■ **Excerpt provided**:
There is little doubt that the morphological and behavioral similarities between E. tenax and the honey bee are mainly a result of convergent evolution in response to similar food-gathering requirements. Bees are common models for several Dipteran mimics They are similar in their general form, flight, and coloration. There are reports on the genetics of honeybees that show that the factors controlling the coloration are the same as the ones controlling the coloration in E. tenax. In both species branched hairs and spirally grooved bristles act as collectors and retainers of pollen, and leg-scraping that occurs during hovering allows the transfer of pollen to take place, from hind legs to front legs in E. tenax, and in the reverse direction in honey bees.

■ **Material provided**:

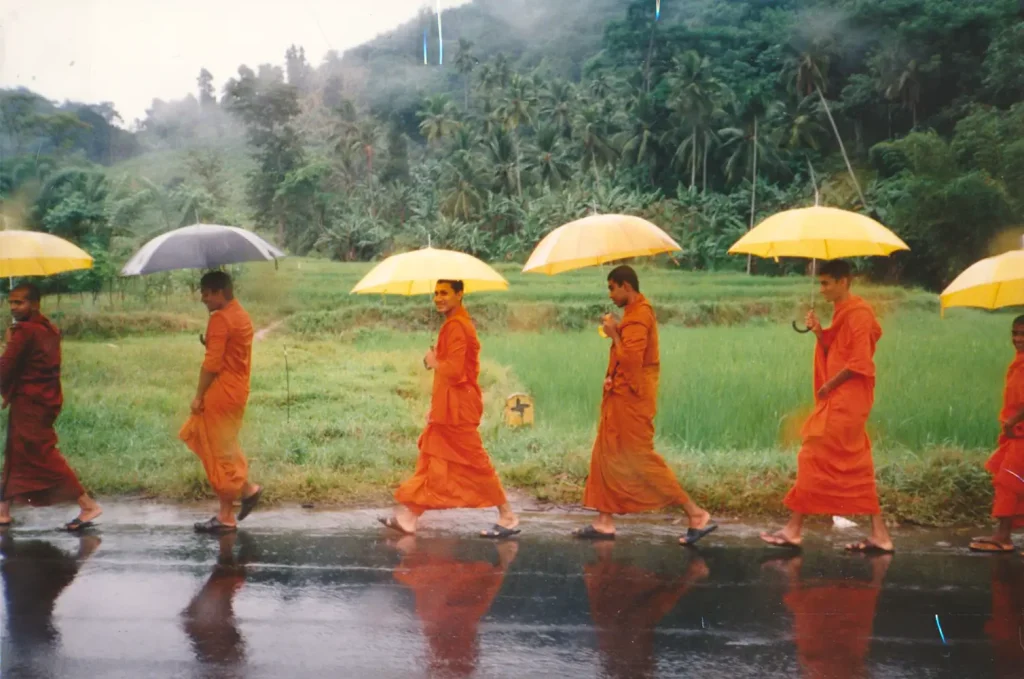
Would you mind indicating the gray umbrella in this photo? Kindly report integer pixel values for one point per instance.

■ **Exercise goal**:
Write the next part of the passage comparing E. tenax with the honey bee, beginning after its final sentence. The data that comes before this point plays no part in the work.

■ **Response below**:
E. tenax also has partial mimicry of wasps. To improve the wasp mimicry there seems to be an epistatic influence on the Ap gene on the hair color genes. The lightest phenotype of E. tenax is a light yellow, and seen most clearly as yellow bands along its sides, where a wasp has stripes of yellow pigment. The lighter patterns would be less beneficial as wasp mimicry early in the year, before there a great number of wasps emerge.

==Activity==
Common drone flies are active during much of the year, from March to December, and sometimes they are more numerous than honeybees, especially during autumn in urban areas. Males and females occur in roughly equal numbers in summer and autumn, but males are very rare in the spring, when fertilized females come out of hibernation.